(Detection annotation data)
__________

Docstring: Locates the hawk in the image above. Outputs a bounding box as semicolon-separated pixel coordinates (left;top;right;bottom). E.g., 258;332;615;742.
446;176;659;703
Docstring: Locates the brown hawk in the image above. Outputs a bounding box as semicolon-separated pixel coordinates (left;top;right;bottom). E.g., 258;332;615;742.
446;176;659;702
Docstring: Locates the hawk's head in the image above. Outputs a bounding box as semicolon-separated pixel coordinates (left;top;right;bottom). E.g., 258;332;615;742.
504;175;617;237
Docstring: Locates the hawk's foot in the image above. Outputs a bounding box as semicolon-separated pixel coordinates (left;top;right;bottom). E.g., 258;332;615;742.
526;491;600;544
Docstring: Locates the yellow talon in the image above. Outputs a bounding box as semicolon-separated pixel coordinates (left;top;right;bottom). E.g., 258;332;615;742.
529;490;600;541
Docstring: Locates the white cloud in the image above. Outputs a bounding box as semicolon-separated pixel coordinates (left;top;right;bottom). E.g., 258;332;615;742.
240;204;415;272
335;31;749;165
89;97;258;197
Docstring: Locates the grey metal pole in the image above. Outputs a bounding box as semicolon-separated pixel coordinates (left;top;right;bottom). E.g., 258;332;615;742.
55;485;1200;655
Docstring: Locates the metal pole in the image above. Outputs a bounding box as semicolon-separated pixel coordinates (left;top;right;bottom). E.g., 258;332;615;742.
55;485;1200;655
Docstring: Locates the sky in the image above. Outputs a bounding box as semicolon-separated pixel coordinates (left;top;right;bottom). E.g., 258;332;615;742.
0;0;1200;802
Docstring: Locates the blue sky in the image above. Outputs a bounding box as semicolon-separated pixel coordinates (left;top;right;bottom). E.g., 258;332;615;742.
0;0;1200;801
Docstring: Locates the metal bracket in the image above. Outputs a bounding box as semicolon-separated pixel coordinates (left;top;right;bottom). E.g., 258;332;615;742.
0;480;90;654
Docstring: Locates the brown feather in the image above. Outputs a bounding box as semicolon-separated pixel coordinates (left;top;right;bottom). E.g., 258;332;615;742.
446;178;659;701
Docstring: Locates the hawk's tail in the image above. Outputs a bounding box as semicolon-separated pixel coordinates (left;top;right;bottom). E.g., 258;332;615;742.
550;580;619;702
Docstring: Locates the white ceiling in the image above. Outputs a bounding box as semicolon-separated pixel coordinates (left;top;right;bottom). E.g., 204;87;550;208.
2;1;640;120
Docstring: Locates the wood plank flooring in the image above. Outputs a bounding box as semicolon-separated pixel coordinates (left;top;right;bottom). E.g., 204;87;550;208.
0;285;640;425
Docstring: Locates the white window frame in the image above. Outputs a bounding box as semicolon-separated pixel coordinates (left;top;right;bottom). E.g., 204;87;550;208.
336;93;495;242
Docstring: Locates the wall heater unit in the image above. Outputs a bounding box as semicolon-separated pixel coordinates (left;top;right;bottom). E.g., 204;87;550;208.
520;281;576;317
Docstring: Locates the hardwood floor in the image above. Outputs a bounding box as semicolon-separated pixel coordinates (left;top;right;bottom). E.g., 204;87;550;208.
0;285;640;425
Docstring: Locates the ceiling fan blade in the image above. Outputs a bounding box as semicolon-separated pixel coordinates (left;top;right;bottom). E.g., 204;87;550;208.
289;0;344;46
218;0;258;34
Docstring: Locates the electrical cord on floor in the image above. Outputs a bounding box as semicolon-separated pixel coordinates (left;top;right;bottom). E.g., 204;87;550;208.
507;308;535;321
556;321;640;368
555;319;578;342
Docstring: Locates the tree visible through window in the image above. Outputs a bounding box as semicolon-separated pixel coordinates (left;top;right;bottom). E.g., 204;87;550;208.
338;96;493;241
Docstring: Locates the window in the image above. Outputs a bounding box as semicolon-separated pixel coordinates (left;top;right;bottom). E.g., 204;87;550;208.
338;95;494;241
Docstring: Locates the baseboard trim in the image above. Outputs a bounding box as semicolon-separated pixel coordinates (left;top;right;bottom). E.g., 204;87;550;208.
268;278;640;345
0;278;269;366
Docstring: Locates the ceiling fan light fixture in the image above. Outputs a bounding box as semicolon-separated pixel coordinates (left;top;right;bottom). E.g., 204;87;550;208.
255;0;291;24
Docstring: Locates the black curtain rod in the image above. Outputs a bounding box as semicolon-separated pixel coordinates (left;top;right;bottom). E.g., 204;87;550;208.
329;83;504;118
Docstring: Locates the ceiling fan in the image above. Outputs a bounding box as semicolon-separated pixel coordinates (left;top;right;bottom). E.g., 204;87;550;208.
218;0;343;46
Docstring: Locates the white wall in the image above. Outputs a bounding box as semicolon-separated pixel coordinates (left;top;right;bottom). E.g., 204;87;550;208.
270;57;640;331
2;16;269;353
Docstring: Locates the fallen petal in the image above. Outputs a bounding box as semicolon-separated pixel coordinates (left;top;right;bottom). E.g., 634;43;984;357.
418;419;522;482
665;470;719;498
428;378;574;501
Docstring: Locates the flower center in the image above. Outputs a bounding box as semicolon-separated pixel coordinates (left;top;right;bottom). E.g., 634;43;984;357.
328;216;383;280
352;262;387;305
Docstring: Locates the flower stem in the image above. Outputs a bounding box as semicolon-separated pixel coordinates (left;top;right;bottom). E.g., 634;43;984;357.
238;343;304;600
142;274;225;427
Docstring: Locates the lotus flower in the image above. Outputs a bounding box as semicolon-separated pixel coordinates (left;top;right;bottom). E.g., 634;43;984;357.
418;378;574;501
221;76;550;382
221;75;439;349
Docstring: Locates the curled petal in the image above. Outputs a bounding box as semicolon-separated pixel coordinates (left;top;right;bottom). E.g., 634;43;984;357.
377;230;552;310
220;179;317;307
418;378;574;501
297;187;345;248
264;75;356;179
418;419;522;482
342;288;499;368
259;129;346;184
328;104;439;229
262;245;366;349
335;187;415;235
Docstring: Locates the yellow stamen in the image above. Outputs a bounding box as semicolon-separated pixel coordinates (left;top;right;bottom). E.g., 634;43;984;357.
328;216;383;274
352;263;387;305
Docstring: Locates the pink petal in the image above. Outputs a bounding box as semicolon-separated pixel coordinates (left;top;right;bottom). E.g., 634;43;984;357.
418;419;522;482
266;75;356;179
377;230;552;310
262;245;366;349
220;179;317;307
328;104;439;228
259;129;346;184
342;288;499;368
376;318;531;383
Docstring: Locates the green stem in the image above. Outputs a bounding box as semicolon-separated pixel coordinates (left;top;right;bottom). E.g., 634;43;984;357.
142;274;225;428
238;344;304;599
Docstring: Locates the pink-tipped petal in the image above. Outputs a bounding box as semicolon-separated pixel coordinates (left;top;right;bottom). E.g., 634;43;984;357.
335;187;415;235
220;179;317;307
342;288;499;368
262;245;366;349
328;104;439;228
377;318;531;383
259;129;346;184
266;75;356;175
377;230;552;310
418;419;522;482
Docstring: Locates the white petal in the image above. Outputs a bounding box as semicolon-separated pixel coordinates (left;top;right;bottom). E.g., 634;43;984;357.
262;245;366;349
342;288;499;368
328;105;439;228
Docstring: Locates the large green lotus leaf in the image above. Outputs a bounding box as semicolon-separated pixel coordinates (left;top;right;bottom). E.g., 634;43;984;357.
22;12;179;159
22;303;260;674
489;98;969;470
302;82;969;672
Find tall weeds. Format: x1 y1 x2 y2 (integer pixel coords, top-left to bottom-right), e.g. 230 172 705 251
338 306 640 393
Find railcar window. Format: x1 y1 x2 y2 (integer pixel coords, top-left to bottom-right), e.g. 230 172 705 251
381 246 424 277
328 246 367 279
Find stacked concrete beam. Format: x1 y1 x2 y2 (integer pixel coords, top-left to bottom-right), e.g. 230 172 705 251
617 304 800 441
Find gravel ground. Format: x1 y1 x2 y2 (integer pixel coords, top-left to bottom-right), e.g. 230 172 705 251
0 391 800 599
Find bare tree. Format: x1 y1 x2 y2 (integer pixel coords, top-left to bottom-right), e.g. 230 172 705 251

__________

Update the data from its start through the line containing "446;176;659;703" by replacing "hawk" with "falcon". Reproduce only those lines, with nothing else changed.

[Final result]
Docstring: Locates the falcon in the image above. Outputs a bounding box as semicolon-separated pixel coordinates (left;top;right;bottom). E.g., 258;332;615;742.
446;176;659;703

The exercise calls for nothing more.